Media communication, mass communication, political communication, and other aspects of social communication represent a dynamic academic field in contemporary central and Eastern Europe and Russia. In particular, communication on the societal level, which was the subject of the most visible and remarkable changes during the 1990s (reintroduction of “free” media and deep structural change of the media system, establishment of media and advertising markets, consequences of the commercialization of media), as well as some traces of older tradition and huge inspiration from western Europe and the USA, led to the establishment of communication and media studies as a new field of academic interest in many universities in the region. Some development can be found in studies of interpersonal and organizational communication, too, but those areas are traditionally covered by established fields, in which they have largely remained.
Various processes of social communication, including media and related issues (especially journalism), have attracted the attention of various disciplines, but communication did not become a self-sustaining field of academic research and university education in most of the central and eastern European countries (including the former Soviet Union) before the beginning of the 1990s. This does not mean that some topics understood as part of communication research and education nowadays did not appear in the region before, but no synthesizing theoretical approach looking for links between communication, media, society, and individuals was developed. The only exception was the “theory of journalism,” which developed in the post-war period as a theoretical and methodological framework for the role of media and journalism in “Soviet-type” societies.
The development of communication as an academic field in eastern Europe and Russia can be characterized by a set of distinctive features, among which the following are the most important: inspiration coming from western Europe and the USA, the fragmentation of “communication as a topic” into a variety of fields, the development of “theory of journalism,” and the focus on media and media communication after 1989.
Western and Overseas Inspirations
Before World War II, the development of the field was – at least in some countries of the region (for example, in former Czechoslovakia) – closely connected with developments in the rest of Europe. Some evidence of the influence of German “press science” (Zeitungswissenschaft) can be found before World War II. There was an attempt to establish a new field of applied media sociology called novinoveda (a literal translation of the German expression Zeitungswissenschaft) organized by a circle of sociologists, political and economic scientists, and journalists in the late 1920s and early 1930s. The work of Jan Amos Comenius (Komensky), a protestant Moravian educator and churchman of the early seventeenth century, was claimed to be the root of the tradition of modern thinking about media. In the inter-war period, there was a clear distinction between developments in central Europe and those in the Soviet Union, with its focus upon the role of journalism as a fundamental tool of propaganda. Many “institutes of journalism” were founded and some university departments of journalism were established during the 1920s and 1930s, with the university in former Leningrad as one of the most important ones. The journal ¸urnalist (“The journalist”), became representative of the whole field.
For many years after World War II, central and eastern Europe was under a strong and enforced influence of the Soviet Union, and links with the rest of Europe were weakened remarkably. Because of officially negative attitudes toward sociology and, to some extent, psychology, the field of communication was underdeveloped. Only in the late 1960s did some attempts to follow the changes taking place in western Europe appear, but these were weakened in the 1970s and 1990s. The situation has changed since the fall of the bipolar world in the early 1990s.

Data items
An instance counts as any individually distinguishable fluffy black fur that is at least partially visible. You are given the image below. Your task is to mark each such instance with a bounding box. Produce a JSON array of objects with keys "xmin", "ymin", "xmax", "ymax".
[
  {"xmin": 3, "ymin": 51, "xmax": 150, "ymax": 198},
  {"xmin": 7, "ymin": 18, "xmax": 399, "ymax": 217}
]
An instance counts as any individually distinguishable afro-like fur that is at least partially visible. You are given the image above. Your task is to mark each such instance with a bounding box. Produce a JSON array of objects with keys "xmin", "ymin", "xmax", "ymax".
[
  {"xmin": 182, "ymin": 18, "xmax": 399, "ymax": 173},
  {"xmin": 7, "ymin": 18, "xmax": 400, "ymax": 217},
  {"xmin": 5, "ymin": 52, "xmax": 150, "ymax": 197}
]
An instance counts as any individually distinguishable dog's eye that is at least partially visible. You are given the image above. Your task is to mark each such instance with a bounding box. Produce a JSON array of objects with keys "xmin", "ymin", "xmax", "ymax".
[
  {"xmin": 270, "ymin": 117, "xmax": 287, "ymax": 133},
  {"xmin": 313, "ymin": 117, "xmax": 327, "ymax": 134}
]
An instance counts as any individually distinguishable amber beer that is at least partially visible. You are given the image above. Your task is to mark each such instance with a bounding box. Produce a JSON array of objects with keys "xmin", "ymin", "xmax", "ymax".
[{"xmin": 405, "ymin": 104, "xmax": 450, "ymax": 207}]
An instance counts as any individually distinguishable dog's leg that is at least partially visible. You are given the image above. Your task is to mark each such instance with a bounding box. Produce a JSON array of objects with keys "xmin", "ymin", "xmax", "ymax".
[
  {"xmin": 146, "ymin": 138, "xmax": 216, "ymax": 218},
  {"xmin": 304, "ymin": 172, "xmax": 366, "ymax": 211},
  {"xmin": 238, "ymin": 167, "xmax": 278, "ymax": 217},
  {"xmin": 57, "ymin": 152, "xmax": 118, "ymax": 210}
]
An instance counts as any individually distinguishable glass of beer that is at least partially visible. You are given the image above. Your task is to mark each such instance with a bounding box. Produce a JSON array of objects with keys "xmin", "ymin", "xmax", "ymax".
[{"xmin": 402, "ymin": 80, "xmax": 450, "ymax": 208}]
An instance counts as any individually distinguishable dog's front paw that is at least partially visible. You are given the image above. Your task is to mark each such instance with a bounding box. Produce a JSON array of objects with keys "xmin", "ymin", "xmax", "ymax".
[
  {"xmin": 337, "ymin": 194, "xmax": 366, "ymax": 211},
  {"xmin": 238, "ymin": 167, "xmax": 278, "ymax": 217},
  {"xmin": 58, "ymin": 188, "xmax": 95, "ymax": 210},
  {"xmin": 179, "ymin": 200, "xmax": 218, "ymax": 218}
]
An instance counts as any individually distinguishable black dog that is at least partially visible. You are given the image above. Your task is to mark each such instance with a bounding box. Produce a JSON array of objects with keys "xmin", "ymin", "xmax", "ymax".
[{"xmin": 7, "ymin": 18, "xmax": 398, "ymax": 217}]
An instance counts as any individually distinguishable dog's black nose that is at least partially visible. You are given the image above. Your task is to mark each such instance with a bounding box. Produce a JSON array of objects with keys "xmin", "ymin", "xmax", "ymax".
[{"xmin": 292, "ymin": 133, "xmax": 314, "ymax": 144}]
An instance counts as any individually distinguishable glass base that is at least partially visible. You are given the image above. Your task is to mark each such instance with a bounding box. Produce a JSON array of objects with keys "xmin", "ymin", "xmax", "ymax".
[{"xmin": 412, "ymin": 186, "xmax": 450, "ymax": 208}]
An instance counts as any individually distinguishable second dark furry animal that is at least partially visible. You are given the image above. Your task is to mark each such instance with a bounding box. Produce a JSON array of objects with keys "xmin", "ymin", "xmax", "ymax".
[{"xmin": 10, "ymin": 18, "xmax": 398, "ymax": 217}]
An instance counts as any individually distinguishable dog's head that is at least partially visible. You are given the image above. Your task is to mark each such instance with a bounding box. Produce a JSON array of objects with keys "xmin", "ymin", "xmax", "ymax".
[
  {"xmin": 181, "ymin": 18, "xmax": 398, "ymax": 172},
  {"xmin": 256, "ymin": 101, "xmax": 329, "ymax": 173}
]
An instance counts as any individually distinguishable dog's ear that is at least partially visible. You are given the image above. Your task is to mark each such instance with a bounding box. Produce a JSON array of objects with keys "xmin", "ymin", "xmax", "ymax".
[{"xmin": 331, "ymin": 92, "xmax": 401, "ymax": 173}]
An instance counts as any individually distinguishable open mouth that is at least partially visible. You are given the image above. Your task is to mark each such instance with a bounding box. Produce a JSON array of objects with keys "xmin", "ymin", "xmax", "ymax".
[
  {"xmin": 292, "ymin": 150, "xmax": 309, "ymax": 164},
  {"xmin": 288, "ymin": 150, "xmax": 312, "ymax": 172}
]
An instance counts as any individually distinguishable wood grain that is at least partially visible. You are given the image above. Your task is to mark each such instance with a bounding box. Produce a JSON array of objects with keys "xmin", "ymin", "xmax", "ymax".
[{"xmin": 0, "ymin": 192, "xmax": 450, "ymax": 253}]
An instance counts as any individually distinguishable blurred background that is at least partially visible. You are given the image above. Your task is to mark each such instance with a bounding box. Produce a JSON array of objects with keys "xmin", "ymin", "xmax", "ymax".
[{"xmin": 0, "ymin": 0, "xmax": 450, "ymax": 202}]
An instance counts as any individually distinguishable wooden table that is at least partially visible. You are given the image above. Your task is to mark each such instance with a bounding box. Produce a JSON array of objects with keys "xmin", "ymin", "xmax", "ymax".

INSTRUCTIONS TO FOLLOW >>
Resume the passage on communication studies in central and eastern Europe and Russia by writing what would come after its last sentence.

RESPONSE BELOW >>
Communication as a Topic in Various Academic Fields
Within many academic fields, various communication processes and activities were studied before and after World War II but were never linked into one coherent academic field. There was a clear divide between interpersonal communication as an academic field on one hand and mass (media) communication as an academic field on the other. Both spheres of communication were studied by a variety of disciplines; however, the focus upon media communication and its role in society is quite clear. Among others, the following academic fields seem to be the most important sources for developing the communication field in the region.
Historiography, and its tradition of studying media and journalism history, was predominantly inspired by inter-war German and French traditions (e.g., N. Lenin and G. Zinovjev from the USSR, S. Jarkowski from Poland, N. B. Andreeff from Bulgaria, K. Hoch from Czechoslovakia). Journalism history developed after World War II as a part of the theory of journalism. Thanks to that, the history of journalism grew continuously and became one of the strongest disciplines of the restructured and newly established media and communication field of study in the 1990s (J. I. Gerasimova, USSR; M. Beránková, Czechoslovakia; M. Ivanov, Bulgaria).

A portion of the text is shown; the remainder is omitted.